• _Task statement_
Output, word for word, the span of lines that starts at the one containing "87L168 76L160 74L159" and ends at the last line of the records.

Segment Open

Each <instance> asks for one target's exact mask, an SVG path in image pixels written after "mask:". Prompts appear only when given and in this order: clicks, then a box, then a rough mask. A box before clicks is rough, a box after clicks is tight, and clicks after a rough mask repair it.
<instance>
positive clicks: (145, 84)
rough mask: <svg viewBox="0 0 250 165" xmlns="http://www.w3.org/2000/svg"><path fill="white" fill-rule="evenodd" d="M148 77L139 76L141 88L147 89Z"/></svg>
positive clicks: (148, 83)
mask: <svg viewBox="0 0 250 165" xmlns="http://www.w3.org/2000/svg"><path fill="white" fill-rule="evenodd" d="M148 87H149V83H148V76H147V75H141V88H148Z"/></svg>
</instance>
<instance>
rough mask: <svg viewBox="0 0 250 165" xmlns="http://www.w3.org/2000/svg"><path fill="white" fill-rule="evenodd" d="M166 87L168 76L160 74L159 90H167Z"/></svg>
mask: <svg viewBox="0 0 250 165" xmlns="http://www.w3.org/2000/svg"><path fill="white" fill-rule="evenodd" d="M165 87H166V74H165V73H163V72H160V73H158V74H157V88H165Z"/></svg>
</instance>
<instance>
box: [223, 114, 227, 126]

Segment Closed

• _Answer area_
rough mask: <svg viewBox="0 0 250 165" xmlns="http://www.w3.org/2000/svg"><path fill="white" fill-rule="evenodd" d="M166 87L168 76L160 74L159 90H167Z"/></svg>
mask: <svg viewBox="0 0 250 165" xmlns="http://www.w3.org/2000/svg"><path fill="white" fill-rule="evenodd" d="M165 87H166V74H165V73H163V72H160V73H158V74H157V88H165Z"/></svg>
</instance>
<instance>
box: [223, 114, 227, 126]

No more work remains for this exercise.